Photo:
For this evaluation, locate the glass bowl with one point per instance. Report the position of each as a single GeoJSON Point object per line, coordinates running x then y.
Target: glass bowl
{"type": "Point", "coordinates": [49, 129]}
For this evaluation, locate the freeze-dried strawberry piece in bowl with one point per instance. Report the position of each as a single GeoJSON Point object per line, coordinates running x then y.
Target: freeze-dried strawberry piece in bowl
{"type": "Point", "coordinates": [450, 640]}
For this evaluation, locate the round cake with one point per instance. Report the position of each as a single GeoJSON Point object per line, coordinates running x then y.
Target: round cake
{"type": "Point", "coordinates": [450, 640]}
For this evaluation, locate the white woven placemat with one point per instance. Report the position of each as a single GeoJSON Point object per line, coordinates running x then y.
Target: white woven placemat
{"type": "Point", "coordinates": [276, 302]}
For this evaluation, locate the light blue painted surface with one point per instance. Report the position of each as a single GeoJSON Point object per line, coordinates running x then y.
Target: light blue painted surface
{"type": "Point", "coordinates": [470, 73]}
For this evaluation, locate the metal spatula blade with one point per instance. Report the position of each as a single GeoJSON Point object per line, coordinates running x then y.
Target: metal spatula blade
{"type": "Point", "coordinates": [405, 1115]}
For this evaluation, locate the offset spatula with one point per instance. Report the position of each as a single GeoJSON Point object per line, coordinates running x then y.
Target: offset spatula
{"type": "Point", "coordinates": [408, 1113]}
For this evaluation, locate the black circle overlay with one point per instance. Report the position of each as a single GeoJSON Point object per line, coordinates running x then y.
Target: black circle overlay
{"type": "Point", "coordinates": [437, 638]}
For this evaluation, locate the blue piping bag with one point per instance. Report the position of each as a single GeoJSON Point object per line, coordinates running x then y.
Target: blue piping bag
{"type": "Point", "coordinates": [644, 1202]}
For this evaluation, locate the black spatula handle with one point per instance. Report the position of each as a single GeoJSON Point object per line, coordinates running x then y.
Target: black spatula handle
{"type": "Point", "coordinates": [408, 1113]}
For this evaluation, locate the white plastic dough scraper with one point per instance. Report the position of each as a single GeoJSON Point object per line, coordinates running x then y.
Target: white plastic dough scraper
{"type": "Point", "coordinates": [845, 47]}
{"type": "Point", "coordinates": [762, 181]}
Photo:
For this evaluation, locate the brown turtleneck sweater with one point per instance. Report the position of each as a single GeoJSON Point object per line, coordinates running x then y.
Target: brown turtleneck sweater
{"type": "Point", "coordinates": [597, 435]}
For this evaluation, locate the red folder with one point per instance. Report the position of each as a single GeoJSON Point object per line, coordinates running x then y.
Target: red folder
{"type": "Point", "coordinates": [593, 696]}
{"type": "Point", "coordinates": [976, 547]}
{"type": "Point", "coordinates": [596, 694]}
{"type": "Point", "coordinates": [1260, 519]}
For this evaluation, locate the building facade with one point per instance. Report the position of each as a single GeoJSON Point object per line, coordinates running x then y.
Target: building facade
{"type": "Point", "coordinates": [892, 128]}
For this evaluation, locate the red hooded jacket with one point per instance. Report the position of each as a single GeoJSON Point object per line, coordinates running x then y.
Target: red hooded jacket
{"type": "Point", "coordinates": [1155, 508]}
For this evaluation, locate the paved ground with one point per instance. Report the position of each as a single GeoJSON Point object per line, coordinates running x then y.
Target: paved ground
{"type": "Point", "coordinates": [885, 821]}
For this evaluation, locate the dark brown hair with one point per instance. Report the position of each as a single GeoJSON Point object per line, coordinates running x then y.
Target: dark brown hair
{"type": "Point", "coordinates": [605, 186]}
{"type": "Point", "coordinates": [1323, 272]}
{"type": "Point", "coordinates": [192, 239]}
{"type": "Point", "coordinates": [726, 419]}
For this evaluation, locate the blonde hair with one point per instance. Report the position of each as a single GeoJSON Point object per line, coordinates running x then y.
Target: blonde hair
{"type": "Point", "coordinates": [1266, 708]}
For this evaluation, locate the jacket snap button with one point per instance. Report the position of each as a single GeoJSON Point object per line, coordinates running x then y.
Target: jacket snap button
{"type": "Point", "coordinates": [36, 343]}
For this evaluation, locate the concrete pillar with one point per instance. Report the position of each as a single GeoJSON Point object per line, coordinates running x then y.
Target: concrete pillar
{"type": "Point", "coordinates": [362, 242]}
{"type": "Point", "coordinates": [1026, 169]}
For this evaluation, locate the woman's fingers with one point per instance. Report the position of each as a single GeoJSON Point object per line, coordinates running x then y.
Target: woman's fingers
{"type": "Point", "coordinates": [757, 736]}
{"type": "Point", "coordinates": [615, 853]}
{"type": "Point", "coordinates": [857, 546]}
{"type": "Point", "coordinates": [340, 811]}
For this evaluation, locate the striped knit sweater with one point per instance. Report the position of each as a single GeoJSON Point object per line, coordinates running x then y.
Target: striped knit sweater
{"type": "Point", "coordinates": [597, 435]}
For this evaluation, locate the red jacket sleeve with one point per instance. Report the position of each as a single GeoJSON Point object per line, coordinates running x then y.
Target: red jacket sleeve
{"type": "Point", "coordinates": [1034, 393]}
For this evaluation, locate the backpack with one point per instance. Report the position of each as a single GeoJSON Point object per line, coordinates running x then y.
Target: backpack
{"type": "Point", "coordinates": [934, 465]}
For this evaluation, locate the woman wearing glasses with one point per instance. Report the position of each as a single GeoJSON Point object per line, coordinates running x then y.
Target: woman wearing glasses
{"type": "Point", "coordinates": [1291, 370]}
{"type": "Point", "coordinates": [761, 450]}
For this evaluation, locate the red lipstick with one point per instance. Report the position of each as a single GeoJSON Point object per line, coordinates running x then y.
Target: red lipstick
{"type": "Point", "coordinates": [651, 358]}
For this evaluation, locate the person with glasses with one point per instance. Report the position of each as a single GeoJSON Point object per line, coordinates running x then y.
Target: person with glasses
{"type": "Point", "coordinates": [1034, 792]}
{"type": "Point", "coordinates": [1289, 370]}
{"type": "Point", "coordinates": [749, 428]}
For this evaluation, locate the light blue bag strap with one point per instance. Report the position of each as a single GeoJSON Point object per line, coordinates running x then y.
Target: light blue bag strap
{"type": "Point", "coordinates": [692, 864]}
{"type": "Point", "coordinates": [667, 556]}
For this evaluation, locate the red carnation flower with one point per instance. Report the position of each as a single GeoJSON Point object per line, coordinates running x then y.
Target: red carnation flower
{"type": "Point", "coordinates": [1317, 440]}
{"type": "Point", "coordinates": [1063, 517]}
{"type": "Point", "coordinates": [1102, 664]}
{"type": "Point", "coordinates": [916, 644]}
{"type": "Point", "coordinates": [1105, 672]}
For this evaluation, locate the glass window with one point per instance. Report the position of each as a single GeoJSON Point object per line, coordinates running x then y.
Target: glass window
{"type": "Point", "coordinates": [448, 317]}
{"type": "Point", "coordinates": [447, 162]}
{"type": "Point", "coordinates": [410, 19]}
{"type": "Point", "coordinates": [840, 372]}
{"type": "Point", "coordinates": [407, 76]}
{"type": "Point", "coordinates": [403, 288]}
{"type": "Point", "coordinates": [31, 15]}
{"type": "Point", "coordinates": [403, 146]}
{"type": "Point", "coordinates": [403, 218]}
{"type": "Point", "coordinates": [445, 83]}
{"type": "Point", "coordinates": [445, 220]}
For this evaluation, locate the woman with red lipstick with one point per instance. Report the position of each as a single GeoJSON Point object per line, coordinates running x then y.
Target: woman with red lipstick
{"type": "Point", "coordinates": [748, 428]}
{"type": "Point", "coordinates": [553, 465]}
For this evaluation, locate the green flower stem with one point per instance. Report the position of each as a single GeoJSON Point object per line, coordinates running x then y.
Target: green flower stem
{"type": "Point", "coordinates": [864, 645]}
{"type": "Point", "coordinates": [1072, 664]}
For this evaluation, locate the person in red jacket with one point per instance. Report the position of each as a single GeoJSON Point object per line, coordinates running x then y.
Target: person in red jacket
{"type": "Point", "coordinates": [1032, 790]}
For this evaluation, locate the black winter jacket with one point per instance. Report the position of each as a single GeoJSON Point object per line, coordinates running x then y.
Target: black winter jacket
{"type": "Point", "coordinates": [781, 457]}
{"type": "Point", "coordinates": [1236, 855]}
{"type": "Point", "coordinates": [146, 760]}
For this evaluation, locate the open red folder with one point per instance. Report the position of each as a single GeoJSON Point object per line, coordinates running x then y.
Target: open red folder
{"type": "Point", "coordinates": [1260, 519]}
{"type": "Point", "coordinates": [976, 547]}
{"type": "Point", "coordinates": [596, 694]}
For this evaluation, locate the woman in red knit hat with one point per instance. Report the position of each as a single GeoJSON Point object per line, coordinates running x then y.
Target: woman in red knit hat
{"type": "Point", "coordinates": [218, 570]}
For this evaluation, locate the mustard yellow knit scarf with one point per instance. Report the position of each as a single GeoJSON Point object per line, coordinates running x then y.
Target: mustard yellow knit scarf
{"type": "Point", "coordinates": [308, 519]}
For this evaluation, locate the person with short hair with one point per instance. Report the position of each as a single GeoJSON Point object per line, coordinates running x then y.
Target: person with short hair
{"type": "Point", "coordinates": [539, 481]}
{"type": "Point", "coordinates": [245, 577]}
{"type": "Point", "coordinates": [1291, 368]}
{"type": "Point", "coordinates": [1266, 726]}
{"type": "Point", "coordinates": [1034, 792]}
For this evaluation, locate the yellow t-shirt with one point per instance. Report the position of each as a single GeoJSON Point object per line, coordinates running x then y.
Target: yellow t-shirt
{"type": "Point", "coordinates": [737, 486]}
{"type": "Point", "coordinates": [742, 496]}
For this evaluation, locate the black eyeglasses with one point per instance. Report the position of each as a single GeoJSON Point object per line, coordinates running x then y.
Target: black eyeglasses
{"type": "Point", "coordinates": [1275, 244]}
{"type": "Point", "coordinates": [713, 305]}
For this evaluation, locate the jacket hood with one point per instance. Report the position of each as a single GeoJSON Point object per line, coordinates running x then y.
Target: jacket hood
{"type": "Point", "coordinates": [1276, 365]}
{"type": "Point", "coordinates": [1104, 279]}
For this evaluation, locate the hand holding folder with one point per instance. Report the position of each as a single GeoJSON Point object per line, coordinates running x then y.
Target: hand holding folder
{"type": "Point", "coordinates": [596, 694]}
——
Written problem ::
Only the lines from the one containing "For this evaluation, locate the yellow" through the end of the material should be reproduced, exactly, with both ends included.

Correct result ::
For this evaluation, locate the yellow t-shirt with one point per instance. Report the position of each as a single GeoJSON Point object per line, coordinates running x then y.
Target: yellow t-shirt
{"type": "Point", "coordinates": [737, 486]}
{"type": "Point", "coordinates": [742, 496]}
For this evaluation, locate the black eyeglasses with one point per instance. Report the position of each as a single GeoJSON Point object per line, coordinates running x then y.
Target: black eyeglasses
{"type": "Point", "coordinates": [1275, 244]}
{"type": "Point", "coordinates": [713, 305]}
For this evaluation, locate the jacket hood with one point per instance. Report the position of each as a single GeoJSON Point object per line, coordinates running x then y.
Target: jacket hood
{"type": "Point", "coordinates": [1276, 365]}
{"type": "Point", "coordinates": [1104, 279]}
For this evaluation, locate the hand holding folder with one point per instance. Report the position of each as a single GeoJSON Point object per line, coordinates running x then y.
Target: hand holding folder
{"type": "Point", "coordinates": [596, 694]}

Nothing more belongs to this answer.